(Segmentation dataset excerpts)

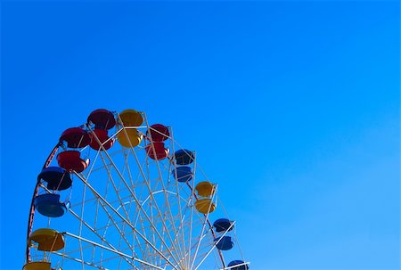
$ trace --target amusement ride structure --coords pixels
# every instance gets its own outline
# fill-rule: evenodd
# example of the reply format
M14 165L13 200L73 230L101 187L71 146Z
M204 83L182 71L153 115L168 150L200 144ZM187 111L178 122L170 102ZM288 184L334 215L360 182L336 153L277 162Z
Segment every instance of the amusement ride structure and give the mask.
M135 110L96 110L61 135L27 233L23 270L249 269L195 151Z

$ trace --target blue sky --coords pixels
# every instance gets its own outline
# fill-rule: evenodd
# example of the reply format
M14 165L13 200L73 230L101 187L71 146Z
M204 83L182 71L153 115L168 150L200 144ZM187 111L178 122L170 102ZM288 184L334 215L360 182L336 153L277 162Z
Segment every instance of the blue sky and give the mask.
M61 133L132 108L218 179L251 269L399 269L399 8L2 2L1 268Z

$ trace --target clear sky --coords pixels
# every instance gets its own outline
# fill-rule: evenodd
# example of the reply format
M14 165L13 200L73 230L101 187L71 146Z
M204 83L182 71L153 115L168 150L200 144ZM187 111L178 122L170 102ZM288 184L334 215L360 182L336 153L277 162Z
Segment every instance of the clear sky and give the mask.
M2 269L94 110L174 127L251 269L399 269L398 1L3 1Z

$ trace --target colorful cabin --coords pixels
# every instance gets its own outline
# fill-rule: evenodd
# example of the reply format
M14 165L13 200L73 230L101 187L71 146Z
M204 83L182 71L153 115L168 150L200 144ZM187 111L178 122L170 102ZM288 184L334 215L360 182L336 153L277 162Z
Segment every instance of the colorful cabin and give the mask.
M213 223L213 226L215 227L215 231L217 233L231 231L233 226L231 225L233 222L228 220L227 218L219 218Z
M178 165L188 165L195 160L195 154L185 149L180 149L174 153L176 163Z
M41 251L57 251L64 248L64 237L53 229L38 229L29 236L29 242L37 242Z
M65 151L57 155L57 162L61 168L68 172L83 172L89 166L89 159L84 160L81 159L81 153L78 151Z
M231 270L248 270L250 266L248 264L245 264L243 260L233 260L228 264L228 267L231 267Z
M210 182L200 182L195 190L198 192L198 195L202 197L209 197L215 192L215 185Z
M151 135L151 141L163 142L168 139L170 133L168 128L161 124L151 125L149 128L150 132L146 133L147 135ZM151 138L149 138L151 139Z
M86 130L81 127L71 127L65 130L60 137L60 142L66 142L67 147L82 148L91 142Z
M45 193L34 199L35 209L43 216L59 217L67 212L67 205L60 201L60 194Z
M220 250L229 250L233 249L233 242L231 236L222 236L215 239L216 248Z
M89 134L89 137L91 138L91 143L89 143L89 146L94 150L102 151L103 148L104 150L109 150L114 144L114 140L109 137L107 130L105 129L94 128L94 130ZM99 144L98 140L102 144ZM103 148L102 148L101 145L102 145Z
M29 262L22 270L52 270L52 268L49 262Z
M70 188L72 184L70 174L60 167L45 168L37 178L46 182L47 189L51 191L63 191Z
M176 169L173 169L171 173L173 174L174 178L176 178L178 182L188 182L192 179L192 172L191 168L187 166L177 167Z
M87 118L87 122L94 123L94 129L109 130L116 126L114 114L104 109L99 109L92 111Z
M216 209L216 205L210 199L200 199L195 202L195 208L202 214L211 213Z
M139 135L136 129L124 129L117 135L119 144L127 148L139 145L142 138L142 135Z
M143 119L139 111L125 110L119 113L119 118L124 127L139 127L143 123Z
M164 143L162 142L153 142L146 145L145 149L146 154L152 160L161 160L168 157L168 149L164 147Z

* * *

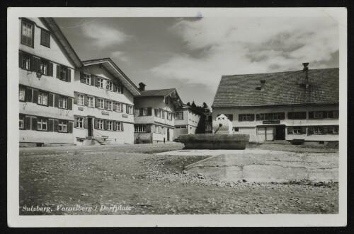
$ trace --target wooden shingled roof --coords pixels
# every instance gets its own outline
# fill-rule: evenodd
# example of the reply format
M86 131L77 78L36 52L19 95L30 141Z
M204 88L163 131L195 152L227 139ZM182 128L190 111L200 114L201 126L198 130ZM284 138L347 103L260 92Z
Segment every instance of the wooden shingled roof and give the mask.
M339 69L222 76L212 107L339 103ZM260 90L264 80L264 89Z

Exercise goal: Print the lines of the listing from the one containing "cabin --coords pixels" through the one containing "M45 193L34 199L35", both included, reproducing each line unchanged.

Answer to this problem:
$ trace --target colorful cabin --coords pixels
# every instance gets its own outline
# fill-rule: evenodd
# example of the reply format
M14 165L13 200L73 230L101 187L71 146Z
M204 83L182 71L153 115L168 150L200 144ZM187 111L178 122L170 102ZM288 184L334 215L360 182L336 153L277 162Z
Segment every instance of the colorful cabin and give the mask.
M213 223L213 226L215 227L215 231L217 233L231 231L233 226L231 225L233 222L228 220L227 218L219 218Z
M178 165L188 165L195 160L195 154L185 149L180 149L174 153L176 163Z
M41 251L57 251L64 248L64 237L53 229L38 229L29 236L29 242L37 242Z
M65 151L57 155L57 162L61 168L68 172L83 172L89 166L89 159L84 160L81 159L81 153L78 151Z
M231 270L248 270L250 266L248 264L245 264L243 260L233 260L228 264L228 267L231 267Z
M210 182L200 182L195 190L198 192L198 195L202 197L209 197L215 192L215 185Z
M151 135L151 141L163 142L168 139L170 133L168 128L161 124L151 125L149 128L150 132L146 133L147 135ZM151 138L149 138L151 139Z
M86 130L81 127L71 127L65 130L60 137L60 142L66 142L67 147L82 148L91 142Z
M45 193L34 199L35 209L43 216L59 217L67 212L67 205L60 201L60 194Z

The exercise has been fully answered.